Victim Industry Encourages Fantasies of Childhood Abuse

by Welmer on March 14, 2010

Dr. Jo Woodiwiss, a UK sociologist at the University of Huddersfield, writes that women are encouraged to see themselves as vistims of childhood sex abuse on the basis of “feelings” rather than concrete memories. It seems that when women feel that something is wrong or missing from their lives, they tend to seek therapy, and then emerge convinced that they were abused as children.

According to Dr. Woodiwiss, vague symptoms such as dissatisfaction are enough to convince women that people in their family did something horrible to them at a very early age:

These “alternative” or “recovered” memories can take the form of physical or bodily experiences, feelings such as sadness or anxiety, and a whole range of other events or difficulties experienced in adulthood. They are often displayed in self-help literature as checklists of symptoms that the reader is encouraged to identify in their own lives, and include the following taken from The Courage to Heal:

Do you have trouble feeling motivated?
Can you accomplish things you set out to achieve?
Do you feel you have to be perfect?
Do you often feel taken advantage of?
Do you find your relationships just don’t work out?
Can you say no?
Do you often have sex because you want to, or only because your partner wants it?
Are you satisfied with your family relationships?
Have you ever been rejected by your family?

The above-mentioned book, The Courage to Heal, is one of many self-help publications aimed at convincing women that their adult problems are linked to suppressed childhood events. A growing number of psychologists and sociologists such as Woodiwiss are speaking out to criticize such publications.
= = = =
## TASK STATEMENT
Continue the article on recovered memories of childhood abuse from its last sentence. The entries after this article are separate material and have nothing to do with it.
= = = =
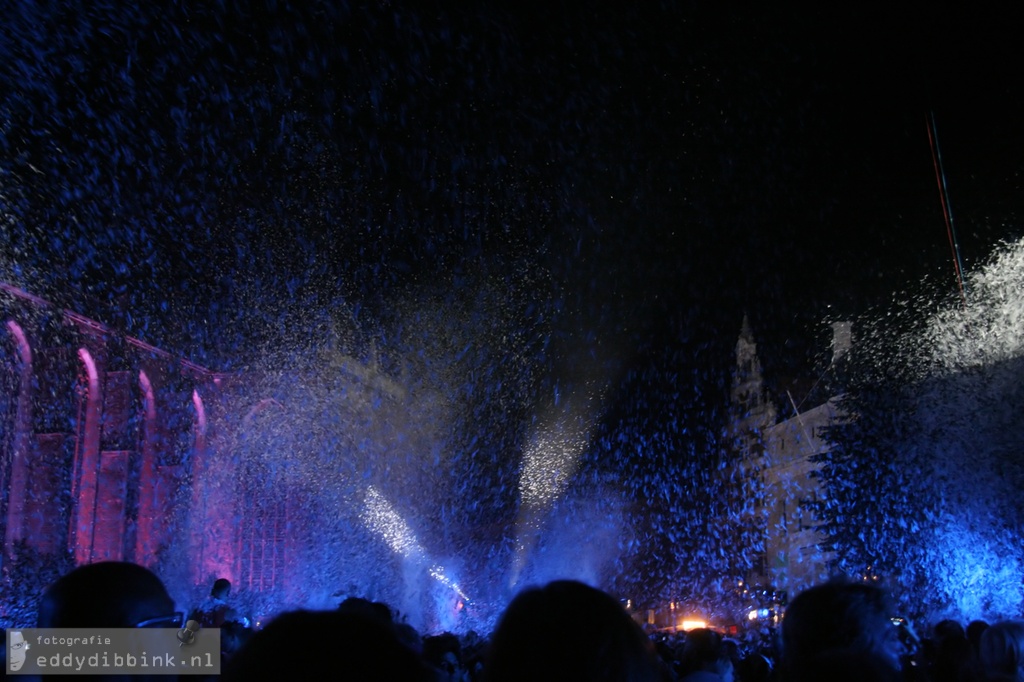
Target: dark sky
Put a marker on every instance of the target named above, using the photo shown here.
(669, 166)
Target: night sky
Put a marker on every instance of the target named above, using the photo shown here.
(205, 173)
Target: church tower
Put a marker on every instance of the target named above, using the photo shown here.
(751, 412)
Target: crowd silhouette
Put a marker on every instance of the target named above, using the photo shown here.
(563, 631)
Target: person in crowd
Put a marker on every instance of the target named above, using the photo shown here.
(109, 594)
(215, 611)
(705, 657)
(840, 631)
(336, 644)
(1000, 651)
(951, 655)
(568, 631)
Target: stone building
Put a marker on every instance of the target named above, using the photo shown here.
(777, 459)
(114, 450)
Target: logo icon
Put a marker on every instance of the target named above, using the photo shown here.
(16, 653)
(187, 634)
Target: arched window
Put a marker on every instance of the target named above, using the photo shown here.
(16, 416)
(85, 475)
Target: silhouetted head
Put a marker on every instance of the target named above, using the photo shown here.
(312, 645)
(1001, 650)
(568, 631)
(110, 594)
(839, 621)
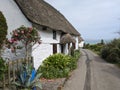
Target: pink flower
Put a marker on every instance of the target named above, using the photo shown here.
(15, 34)
(22, 32)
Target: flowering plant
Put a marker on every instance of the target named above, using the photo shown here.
(28, 36)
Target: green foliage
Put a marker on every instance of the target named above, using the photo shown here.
(76, 54)
(3, 30)
(25, 78)
(3, 68)
(58, 66)
(111, 52)
(28, 36)
(95, 47)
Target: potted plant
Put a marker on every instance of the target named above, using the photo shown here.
(27, 78)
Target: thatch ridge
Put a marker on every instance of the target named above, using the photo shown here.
(41, 13)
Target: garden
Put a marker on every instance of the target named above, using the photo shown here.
(20, 74)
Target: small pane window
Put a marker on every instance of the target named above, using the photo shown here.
(54, 34)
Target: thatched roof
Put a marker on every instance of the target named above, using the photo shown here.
(80, 39)
(67, 38)
(41, 13)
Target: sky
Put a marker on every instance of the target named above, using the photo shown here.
(94, 19)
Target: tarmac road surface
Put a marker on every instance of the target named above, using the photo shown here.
(93, 73)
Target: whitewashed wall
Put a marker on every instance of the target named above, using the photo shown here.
(81, 44)
(15, 19)
(45, 49)
(76, 38)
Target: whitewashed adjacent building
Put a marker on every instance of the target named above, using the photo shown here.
(50, 23)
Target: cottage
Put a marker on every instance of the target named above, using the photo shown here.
(81, 42)
(57, 34)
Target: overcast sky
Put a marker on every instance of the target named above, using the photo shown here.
(94, 19)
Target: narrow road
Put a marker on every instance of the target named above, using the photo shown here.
(93, 73)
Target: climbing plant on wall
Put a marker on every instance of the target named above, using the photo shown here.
(3, 30)
(3, 33)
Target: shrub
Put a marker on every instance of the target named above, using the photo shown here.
(76, 54)
(57, 66)
(3, 68)
(3, 30)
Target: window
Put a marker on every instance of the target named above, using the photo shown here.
(54, 34)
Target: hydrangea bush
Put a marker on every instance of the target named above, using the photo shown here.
(28, 36)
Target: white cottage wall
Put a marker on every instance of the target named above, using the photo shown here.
(45, 49)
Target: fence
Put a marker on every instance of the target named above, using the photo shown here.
(13, 67)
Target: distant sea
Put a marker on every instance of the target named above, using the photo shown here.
(96, 41)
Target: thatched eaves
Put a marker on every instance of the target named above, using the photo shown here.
(67, 38)
(80, 39)
(41, 13)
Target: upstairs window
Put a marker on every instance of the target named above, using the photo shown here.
(54, 34)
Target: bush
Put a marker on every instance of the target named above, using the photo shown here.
(3, 68)
(76, 54)
(57, 66)
(3, 30)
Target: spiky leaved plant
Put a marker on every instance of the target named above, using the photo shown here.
(27, 78)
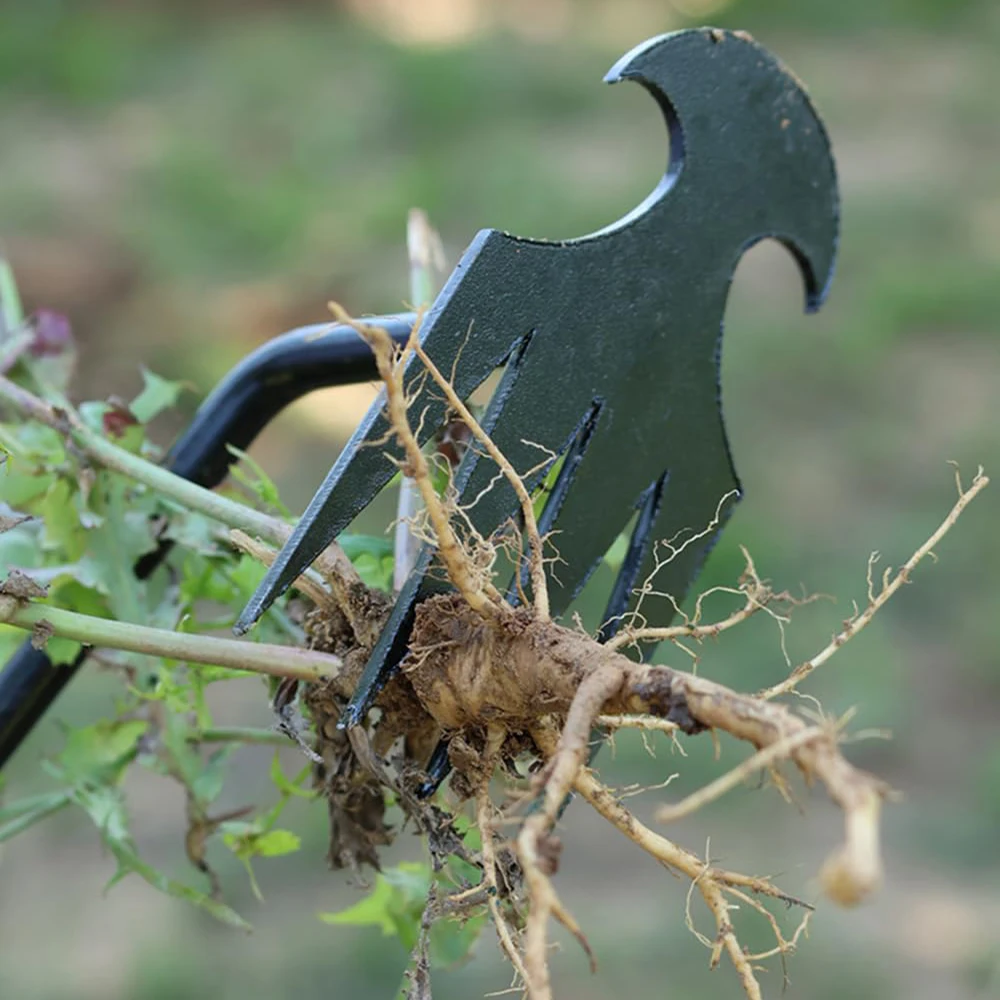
= = = =
## EXERCISE ANSWER
These ideas can be extremely disruptive to families, and when taken to extremes can result in severe abuses of power, such as the “Wenatchee Sex Ring” witch hunt, in which 43 mainly impoverished and mentally challenged people were arrested on nearly 30,000 charges of sex abuse (yes, 30,000).

Of course, child abuse is a terrible thing, but that’s all the more reason to base any accusations on concrete evidence. The potential for hysteria and moral panics accompanying these accusations is very real, as the above and other examples illustrate.

Encouraging women to see themselves as victims of sexual abuse when there is no physical evidence on the basis of “feelings” is irresponsibility of the highest order. Perhaps there is no way to stop people from pursuing profit from pandering to some of the most destructive impulses in the female psyche, but those who do should be strictly barred from any positions of authority.